EXTRACTED ENTRIES:
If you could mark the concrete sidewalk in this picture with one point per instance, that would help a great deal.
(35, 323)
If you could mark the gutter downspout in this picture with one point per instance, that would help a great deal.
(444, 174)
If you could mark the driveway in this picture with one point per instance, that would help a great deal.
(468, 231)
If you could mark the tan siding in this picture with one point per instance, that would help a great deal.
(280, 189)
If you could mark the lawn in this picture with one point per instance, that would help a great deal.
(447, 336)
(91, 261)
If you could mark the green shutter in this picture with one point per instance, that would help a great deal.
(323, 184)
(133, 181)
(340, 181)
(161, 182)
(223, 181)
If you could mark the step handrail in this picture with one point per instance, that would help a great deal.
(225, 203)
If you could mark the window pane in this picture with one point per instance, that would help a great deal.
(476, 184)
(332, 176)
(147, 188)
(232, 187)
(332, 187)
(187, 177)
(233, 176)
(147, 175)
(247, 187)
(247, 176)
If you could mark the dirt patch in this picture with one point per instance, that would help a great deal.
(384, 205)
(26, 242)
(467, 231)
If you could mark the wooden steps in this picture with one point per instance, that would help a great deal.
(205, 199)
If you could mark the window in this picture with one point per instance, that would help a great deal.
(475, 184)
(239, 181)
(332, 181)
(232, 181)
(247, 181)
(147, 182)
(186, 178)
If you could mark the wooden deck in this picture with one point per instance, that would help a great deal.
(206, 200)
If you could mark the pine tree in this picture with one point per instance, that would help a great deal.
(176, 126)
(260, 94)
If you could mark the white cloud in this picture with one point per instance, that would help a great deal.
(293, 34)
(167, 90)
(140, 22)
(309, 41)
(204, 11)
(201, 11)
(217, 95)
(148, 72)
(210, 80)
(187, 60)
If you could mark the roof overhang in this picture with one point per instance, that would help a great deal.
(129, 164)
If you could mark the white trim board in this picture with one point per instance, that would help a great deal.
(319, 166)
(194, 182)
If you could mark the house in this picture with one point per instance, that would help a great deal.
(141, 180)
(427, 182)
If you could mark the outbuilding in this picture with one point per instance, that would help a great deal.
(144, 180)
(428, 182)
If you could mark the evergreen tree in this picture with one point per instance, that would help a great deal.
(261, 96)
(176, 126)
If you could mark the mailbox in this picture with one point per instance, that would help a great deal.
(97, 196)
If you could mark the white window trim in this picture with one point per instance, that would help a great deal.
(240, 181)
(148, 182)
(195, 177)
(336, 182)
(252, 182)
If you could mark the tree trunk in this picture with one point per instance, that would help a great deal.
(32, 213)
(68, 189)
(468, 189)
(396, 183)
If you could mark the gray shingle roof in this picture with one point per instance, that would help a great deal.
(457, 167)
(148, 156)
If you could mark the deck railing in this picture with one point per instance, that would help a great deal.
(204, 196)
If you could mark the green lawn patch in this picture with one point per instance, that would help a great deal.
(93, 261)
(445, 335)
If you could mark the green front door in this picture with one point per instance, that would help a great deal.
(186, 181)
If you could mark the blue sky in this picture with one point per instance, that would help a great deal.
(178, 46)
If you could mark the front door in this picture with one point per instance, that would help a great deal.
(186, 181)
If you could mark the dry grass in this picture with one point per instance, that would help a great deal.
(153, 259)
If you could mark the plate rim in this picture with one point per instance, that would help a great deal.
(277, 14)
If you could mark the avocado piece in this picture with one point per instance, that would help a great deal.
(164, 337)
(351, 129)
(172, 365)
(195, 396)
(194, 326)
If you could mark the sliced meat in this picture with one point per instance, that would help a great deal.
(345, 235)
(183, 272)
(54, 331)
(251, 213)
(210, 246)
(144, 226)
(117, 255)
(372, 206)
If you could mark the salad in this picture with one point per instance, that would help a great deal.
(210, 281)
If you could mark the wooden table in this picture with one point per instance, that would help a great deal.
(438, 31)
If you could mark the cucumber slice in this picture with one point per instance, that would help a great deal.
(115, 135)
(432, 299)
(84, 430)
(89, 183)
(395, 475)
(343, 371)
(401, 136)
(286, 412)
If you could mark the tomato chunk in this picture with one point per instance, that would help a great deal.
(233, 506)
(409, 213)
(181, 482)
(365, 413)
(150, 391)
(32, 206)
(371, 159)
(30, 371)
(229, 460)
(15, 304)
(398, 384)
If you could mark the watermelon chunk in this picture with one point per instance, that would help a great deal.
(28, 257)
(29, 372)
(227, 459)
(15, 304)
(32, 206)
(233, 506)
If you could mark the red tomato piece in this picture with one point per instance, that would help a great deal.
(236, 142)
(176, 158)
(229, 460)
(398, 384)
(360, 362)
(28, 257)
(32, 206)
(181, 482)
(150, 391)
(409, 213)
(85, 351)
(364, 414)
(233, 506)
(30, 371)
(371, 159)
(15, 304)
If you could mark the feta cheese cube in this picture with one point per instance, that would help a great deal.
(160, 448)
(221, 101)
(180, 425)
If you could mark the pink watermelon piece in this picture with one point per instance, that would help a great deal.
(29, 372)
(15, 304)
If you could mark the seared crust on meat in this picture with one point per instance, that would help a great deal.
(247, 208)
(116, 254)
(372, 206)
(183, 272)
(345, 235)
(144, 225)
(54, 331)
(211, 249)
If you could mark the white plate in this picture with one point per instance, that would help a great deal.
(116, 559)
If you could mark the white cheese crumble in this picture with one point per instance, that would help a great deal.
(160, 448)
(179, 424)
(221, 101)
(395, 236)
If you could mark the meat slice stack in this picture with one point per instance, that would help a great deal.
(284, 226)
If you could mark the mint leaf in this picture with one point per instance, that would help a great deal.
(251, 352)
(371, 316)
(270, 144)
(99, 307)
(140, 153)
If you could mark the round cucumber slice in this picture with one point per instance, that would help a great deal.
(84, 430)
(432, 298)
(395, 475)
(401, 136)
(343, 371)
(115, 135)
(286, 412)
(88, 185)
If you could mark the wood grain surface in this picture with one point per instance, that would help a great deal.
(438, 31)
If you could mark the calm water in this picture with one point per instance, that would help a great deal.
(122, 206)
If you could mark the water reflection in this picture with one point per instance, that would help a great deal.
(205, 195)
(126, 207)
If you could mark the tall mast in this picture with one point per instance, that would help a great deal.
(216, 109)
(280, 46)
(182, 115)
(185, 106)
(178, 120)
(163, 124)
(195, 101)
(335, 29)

==

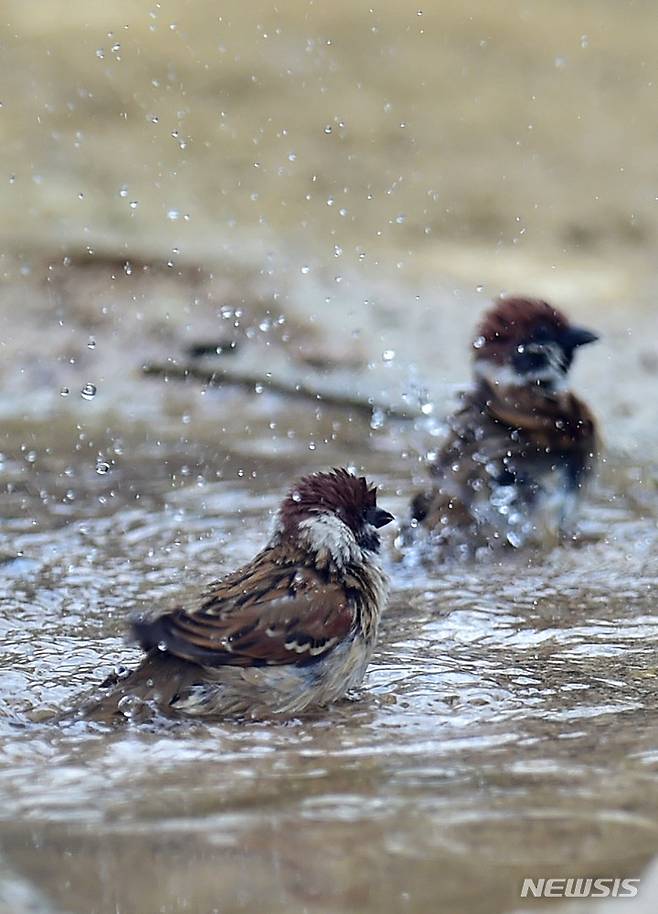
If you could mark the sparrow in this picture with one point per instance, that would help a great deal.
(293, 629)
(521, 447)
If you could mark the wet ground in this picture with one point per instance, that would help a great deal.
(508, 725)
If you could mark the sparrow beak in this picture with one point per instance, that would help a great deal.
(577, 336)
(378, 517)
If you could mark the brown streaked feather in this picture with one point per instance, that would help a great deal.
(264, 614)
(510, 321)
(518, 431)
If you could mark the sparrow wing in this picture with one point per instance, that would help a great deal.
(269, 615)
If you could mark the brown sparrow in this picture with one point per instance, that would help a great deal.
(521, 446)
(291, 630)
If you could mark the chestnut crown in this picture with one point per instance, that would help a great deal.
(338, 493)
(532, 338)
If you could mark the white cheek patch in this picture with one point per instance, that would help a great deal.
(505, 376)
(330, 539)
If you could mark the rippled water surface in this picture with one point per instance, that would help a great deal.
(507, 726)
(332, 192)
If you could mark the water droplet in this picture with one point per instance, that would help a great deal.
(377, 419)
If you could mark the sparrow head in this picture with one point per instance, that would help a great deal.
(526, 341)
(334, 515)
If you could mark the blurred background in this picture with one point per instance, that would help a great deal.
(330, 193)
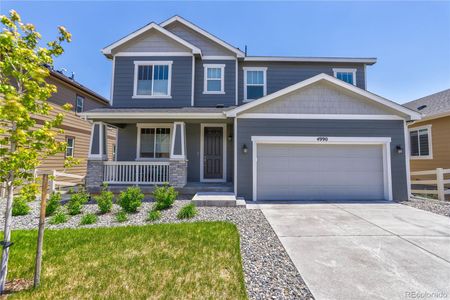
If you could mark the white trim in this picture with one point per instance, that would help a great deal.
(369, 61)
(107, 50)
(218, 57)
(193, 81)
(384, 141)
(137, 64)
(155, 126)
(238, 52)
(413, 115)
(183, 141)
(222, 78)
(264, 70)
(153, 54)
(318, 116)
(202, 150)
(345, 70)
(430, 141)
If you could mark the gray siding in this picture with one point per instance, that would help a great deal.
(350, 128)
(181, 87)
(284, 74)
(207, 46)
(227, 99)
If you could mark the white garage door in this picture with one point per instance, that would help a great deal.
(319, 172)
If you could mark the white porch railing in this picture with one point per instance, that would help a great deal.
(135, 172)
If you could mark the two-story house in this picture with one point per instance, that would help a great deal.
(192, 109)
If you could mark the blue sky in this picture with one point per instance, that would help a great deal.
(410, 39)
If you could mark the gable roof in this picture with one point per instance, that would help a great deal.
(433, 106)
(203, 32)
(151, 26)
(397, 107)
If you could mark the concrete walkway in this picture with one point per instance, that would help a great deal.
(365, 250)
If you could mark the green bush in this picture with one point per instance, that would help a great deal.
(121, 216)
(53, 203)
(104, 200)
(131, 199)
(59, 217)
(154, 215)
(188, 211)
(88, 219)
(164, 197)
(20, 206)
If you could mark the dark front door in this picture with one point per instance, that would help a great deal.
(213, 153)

WORK TO COMPLETE: Pick out each line in the rows above that contains the word "deck", and copy those lines. Matching is case-sensitive.

OUTPUT FOR THIS EXERCISE:
If you could mark the wooden deck in this picture with one point per instance, that would help a great deal.
If you could mark the deck railing in this picture with one point per instance, that would help a great deal.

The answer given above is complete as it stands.